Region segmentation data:
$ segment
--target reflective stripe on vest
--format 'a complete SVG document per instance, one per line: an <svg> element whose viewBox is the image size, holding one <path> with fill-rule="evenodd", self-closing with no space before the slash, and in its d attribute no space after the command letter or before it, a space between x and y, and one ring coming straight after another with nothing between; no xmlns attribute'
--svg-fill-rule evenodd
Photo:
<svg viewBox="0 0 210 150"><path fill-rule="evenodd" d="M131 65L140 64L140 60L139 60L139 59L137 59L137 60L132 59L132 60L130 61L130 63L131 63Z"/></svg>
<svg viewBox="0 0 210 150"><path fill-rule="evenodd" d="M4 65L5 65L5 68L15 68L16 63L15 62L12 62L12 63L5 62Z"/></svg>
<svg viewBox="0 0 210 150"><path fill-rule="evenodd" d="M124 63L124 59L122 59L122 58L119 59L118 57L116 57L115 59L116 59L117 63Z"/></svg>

--

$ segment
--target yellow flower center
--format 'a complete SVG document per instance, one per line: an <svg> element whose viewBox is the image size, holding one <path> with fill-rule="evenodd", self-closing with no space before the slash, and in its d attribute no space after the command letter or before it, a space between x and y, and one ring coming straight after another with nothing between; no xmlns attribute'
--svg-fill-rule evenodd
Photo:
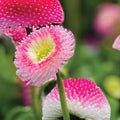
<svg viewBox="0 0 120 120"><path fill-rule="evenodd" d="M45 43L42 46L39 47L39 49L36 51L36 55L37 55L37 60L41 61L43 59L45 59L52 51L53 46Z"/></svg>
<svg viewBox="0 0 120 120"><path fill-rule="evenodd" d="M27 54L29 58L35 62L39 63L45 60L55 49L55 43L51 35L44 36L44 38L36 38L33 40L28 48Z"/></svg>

--

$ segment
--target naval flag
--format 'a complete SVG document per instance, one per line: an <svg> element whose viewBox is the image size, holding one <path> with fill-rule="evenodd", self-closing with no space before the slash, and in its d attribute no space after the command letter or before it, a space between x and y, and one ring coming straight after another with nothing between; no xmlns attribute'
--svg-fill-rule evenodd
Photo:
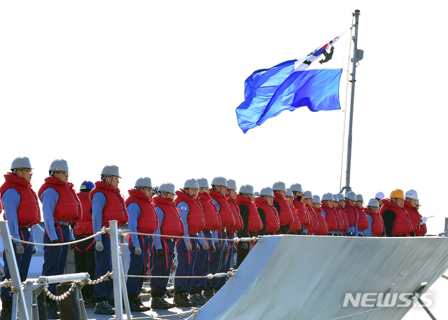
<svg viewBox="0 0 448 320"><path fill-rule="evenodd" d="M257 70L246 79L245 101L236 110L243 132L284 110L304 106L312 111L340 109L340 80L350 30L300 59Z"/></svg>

▸ **EXERCISE BRIEF**: Show each line of the rows above that contains the string "target". Case counts.

▸ **FULL ANSWER**:
--target reflective stripe on vest
--target yellow flower center
--target naval flag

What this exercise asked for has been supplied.